(Your objective)
Repeat the whole listing, keeping each line as it is.

-- -- --

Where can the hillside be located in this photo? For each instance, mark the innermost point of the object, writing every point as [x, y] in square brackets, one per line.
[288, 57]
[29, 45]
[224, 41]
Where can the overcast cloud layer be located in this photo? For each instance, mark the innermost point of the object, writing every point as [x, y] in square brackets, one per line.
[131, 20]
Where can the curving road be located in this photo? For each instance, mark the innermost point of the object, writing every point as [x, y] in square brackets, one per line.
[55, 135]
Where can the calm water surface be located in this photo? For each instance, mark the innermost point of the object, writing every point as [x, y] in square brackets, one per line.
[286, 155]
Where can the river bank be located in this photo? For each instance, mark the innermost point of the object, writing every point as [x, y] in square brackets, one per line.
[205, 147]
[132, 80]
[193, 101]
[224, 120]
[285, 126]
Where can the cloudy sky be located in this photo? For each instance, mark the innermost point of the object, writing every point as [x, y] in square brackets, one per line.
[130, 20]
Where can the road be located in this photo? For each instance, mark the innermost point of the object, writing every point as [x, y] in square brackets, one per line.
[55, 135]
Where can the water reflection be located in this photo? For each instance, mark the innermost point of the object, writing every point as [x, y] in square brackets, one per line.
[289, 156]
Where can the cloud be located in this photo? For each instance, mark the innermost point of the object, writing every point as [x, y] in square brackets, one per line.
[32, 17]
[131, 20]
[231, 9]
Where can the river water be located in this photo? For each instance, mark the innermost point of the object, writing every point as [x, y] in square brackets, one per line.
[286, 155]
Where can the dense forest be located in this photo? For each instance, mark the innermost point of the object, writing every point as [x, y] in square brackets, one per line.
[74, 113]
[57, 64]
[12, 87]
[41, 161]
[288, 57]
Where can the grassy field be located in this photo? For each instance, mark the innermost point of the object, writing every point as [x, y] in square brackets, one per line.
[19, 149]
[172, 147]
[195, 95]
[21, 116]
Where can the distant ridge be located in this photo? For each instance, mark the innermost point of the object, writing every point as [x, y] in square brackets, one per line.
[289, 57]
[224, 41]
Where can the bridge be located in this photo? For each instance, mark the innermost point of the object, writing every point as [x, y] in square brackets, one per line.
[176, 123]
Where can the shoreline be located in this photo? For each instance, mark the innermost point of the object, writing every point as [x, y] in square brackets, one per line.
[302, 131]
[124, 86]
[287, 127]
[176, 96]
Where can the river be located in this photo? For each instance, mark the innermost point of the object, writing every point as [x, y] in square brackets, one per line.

-- -- --

(Exercise output)
Where can the hillside be located in this photo? For each instance, mark the innermost point of the object, writing every point as [x, y] in square brackets, one per line.
[288, 57]
[29, 45]
[224, 41]
Where can the overcast cloud layer be located in this photo? For each instance, mark the innermost point of the object, writing every point as [x, y] in square brackets, one per line.
[131, 20]
Where can the curving road be located in this photo? For each instance, mark the innermost point of the object, writing every point as [x, y] in square brackets, one per line.
[55, 135]
Where can the calm water surface be located in this photo? For each instance, mark the innermost point of the object, writing every point as [x, y] in square brackets, one per line.
[286, 155]
Where can the river bank be located in this photo? For each instance, mark the innermost point of the object, writing every point as [x, y] in square brackets, one per line.
[205, 147]
[132, 80]
[193, 101]
[224, 120]
[285, 126]
Where can the cloudy sky be located in this photo? For each instance, mark the innermost point of the object, writing every point as [x, y] in square brackets, one per line.
[130, 20]
Where can the road be located in this photo? For each instance, mark the innermost point of the object, writing every point as [x, y] in square brackets, one per line.
[55, 135]
Where can the water reflection be located in this photo? For each instance, mark the innermost point of the object, writing every point as [x, y] in square brackets, one per line.
[289, 156]
Where can the cloud be located in this photo? For each instance, mark the innermost point of the object, writing every point as [x, y] in square brackets, one per line.
[32, 17]
[131, 20]
[231, 9]
Where can the river water be located in this photo? For each instance, mark the innermost point of the object, writing every point as [x, y] in square brackets, one per line.
[286, 155]
Where can the dense forest be located in this photo? For each instance, mark the innermost point of the object, writing every point as [x, y] in square brackets, one per line.
[74, 113]
[57, 64]
[12, 87]
[41, 161]
[288, 57]
Where can the grassy field be located in this photo? For each instance, mark the innermost point of the object, writing every point as [x, y] in square brackets, one per line.
[19, 149]
[172, 147]
[195, 95]
[21, 116]
Where can the distant ridge be located in this photo? For each instance, mark the innermost point of the object, writing every point as [x, y] in square brackets, one per line.
[289, 57]
[224, 41]
Where can the bridge be located in this photo? For each instance, mark the innermost point of the object, writing every point as [x, y] in square brackets, one per line.
[176, 123]
Where can the shoreline be located in this photo? For each instance, mark the innermost point of the object, writing every point as [x, y] in square brackets, one per line.
[302, 131]
[124, 86]
[287, 127]
[176, 96]
Where can the river be located in this photo? For each instance, mark the innermost point of the object, writing every point as [x, y] in square brackets, one per line.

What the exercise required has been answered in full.